▶ **Required action**
Exactly the lines from the one holding "Query: stone plaque" through the final line of the data are wanted, copied as written.

(Material provided Opens)

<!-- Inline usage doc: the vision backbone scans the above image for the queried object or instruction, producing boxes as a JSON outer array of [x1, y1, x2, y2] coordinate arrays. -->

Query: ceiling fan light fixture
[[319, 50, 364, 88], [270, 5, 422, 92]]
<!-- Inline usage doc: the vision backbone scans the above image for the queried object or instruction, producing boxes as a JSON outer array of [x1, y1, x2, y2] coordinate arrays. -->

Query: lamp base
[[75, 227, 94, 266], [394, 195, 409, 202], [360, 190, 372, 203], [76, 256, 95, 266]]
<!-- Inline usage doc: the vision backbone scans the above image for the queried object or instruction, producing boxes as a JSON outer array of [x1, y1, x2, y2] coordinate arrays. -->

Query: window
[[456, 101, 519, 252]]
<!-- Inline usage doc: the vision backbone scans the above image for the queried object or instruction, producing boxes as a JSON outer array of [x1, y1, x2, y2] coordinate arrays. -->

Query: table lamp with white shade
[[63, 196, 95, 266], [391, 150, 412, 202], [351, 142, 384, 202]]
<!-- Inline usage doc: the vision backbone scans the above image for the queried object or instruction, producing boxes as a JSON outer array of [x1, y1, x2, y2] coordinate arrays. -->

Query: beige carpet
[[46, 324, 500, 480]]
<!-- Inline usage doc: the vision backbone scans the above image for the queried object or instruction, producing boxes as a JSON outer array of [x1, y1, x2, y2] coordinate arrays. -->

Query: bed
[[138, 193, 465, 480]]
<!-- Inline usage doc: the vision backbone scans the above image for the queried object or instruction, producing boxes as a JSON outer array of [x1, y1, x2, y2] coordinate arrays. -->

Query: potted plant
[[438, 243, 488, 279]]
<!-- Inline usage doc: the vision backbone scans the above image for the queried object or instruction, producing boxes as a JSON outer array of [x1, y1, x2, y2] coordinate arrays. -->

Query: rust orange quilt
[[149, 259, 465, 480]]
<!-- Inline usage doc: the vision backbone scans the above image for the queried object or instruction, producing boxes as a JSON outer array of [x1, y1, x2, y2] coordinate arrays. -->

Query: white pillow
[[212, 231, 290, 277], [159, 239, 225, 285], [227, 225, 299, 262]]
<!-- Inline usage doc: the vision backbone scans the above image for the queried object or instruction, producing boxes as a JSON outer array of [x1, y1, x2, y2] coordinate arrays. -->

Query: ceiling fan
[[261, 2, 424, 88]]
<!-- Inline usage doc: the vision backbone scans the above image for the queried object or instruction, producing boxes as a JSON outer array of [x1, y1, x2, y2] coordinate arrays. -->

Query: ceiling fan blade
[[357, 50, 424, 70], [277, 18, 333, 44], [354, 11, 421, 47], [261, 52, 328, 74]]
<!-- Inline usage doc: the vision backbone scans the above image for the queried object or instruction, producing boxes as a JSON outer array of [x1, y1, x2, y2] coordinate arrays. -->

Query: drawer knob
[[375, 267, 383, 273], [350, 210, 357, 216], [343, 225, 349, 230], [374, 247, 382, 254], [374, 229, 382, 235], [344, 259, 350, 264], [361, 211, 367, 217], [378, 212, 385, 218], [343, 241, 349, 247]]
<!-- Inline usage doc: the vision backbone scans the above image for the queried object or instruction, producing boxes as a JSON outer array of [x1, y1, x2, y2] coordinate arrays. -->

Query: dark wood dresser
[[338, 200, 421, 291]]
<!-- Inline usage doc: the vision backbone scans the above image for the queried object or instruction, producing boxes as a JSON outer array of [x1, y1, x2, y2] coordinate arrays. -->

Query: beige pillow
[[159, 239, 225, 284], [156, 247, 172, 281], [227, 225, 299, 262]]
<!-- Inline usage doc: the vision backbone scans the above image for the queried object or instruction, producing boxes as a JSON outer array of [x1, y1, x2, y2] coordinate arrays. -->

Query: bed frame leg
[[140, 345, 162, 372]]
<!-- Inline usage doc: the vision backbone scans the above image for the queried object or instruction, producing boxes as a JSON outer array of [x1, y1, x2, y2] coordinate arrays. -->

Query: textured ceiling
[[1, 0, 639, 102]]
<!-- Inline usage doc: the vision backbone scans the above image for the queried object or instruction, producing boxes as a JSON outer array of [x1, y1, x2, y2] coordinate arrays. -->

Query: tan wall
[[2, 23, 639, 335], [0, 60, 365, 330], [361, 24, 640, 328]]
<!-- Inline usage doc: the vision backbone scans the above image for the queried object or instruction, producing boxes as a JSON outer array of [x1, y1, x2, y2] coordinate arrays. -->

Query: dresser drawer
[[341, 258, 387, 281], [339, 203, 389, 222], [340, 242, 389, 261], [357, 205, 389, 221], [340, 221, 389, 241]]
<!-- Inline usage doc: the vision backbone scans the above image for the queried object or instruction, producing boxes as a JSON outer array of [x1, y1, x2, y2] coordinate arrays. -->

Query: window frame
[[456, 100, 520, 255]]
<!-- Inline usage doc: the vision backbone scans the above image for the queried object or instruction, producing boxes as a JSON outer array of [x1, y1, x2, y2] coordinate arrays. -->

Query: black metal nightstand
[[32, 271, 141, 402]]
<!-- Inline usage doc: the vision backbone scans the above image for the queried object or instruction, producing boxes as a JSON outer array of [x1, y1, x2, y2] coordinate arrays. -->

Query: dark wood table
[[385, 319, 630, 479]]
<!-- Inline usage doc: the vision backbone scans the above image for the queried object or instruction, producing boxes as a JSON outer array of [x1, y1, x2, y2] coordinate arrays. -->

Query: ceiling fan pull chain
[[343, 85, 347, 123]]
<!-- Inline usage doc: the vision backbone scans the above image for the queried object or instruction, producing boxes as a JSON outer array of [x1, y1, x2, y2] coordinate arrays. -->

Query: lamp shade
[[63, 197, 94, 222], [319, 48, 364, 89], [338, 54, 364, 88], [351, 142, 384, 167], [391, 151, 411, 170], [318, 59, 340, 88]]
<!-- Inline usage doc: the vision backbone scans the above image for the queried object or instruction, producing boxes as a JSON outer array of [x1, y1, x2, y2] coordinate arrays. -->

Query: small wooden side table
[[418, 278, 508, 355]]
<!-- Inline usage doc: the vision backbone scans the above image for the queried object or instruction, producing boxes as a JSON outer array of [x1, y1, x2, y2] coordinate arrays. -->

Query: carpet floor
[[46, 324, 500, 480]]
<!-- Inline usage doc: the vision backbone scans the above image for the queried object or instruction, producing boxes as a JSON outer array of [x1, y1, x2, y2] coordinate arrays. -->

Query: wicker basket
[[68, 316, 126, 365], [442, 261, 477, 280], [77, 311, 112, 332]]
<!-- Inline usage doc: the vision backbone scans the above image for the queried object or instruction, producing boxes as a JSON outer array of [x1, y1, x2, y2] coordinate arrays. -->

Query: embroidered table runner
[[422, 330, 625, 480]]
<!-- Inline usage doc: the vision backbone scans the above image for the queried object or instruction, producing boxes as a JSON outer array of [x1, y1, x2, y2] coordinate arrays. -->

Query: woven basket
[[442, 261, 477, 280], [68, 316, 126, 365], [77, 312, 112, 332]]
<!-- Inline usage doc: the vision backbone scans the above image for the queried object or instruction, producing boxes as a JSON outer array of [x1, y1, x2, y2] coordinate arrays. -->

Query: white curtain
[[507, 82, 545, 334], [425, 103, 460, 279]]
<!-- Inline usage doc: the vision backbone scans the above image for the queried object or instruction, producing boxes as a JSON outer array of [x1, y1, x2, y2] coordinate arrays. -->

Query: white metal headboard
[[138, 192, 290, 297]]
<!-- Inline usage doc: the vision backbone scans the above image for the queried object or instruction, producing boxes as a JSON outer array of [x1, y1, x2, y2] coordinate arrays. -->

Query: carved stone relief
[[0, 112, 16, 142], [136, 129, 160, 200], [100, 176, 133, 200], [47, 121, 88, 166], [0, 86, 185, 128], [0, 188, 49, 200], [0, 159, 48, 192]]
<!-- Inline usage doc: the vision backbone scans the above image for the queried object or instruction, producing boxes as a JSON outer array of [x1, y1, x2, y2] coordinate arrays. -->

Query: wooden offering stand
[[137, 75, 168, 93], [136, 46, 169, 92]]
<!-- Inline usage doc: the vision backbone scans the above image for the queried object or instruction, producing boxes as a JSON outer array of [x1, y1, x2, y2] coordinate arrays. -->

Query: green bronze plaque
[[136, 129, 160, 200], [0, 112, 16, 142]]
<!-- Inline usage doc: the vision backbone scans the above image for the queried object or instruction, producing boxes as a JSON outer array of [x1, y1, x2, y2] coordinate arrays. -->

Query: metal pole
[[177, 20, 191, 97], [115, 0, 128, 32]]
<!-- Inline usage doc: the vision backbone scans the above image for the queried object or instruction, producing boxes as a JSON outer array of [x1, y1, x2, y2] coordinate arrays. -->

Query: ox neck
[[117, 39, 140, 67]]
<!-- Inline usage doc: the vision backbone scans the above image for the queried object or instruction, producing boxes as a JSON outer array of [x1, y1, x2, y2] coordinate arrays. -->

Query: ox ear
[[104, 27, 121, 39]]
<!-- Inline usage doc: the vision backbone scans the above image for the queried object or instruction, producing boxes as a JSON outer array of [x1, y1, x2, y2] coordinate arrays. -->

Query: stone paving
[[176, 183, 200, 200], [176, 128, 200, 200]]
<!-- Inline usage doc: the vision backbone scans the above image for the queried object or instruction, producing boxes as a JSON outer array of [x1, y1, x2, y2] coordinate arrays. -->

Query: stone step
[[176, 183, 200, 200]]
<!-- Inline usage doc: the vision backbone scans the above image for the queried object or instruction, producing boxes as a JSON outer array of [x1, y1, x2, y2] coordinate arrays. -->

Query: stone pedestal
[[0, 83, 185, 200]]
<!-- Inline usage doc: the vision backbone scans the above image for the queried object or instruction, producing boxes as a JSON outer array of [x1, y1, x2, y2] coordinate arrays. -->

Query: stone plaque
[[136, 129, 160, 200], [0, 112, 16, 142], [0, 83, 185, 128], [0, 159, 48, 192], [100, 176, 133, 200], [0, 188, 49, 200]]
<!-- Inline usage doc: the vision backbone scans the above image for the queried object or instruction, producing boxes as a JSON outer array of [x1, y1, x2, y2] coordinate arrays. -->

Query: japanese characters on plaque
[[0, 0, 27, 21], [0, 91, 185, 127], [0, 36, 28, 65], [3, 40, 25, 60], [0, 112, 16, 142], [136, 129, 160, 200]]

(Material provided Closes)

▶ **Expected output**
Query: stone plaque
[[136, 129, 160, 200], [0, 112, 16, 142], [0, 83, 185, 128], [0, 159, 48, 192], [100, 176, 133, 200], [0, 188, 49, 200]]
<!-- Inline usage doc: the vision backbone scans the above image for the queried object or instruction, producing boxes as a JSON outer array of [x1, y1, x2, y2] coordinate arrays. -->

Query: japanese characters on plaque
[[0, 0, 27, 21], [0, 91, 185, 127], [0, 36, 28, 65], [3, 40, 25, 60], [0, 112, 16, 142], [136, 129, 160, 200]]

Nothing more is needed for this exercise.